**EXERCISE DIRECTIONS**: Number the lines of each item below as a list, dropping any blank lines and leaving out the pictures.

**SUPPLIED RECORDS**:
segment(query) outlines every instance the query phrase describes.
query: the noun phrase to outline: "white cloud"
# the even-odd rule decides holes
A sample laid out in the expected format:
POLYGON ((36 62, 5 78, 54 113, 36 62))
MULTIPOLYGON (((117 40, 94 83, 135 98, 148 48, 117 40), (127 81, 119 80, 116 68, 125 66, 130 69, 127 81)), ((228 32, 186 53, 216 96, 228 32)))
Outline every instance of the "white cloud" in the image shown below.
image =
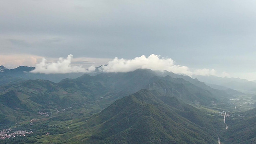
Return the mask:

**EXERCISE OUTPUT**:
1. segment(query) outlines every instance the query phrase describes.
2. query: the noun phrase to outline: "white cloud"
3. # the even-odd rule decides holes
4. A sample laid out in the expected format:
5. POLYGON ((36 62, 5 78, 54 113, 36 62))
6. MULTIPOLYGON (((117 40, 94 83, 135 98, 148 48, 117 40), (127 81, 119 80, 116 68, 125 66, 130 69, 127 81)), ((228 32, 186 53, 216 96, 228 32)))
7. Outline every instance of the "white cloud" in the image shown below.
8. image =
9. Return the mask:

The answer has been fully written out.